= Exercise =
Only lines with the string "table" matter here; gather them from the material below.

****************

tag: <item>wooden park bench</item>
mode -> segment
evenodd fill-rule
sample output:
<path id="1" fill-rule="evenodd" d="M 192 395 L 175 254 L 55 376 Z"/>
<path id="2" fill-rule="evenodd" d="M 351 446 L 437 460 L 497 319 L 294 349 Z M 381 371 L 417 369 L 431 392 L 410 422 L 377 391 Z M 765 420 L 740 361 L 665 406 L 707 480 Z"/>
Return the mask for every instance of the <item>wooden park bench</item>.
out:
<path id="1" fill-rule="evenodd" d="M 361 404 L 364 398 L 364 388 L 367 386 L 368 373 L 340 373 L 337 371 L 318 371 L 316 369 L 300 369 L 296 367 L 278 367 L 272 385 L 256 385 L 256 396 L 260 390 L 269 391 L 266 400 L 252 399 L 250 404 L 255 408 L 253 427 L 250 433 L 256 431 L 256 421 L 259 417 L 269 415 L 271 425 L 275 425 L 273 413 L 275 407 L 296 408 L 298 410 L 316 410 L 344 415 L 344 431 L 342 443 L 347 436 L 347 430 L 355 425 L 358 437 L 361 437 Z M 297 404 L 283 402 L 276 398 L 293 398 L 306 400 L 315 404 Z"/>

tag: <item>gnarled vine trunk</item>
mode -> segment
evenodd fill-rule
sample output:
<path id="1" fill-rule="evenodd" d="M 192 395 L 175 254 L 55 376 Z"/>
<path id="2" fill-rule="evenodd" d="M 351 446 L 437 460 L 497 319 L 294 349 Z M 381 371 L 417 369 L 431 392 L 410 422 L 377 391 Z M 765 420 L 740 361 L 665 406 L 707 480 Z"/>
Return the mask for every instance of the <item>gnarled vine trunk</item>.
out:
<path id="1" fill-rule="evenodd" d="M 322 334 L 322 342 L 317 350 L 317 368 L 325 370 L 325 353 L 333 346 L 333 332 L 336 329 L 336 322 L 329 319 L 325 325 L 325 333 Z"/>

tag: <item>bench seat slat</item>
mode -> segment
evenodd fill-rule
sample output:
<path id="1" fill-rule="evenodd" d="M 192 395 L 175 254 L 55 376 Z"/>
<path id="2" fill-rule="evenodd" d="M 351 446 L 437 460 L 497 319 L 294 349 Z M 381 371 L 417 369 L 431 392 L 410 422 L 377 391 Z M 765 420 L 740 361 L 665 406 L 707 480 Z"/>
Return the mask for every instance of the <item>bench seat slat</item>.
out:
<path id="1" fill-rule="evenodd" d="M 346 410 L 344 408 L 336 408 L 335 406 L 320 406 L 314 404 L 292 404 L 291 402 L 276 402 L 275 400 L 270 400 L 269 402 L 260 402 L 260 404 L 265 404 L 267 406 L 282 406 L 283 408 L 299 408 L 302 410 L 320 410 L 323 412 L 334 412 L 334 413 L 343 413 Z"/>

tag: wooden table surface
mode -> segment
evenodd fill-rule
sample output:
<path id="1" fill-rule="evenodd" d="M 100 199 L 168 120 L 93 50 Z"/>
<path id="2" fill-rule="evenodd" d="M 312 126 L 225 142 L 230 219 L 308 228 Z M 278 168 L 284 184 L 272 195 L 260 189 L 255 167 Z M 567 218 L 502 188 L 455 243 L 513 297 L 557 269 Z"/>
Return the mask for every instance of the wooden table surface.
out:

****************

= Output below =
tag: wooden table surface
Return the mask for every instance of the wooden table surface.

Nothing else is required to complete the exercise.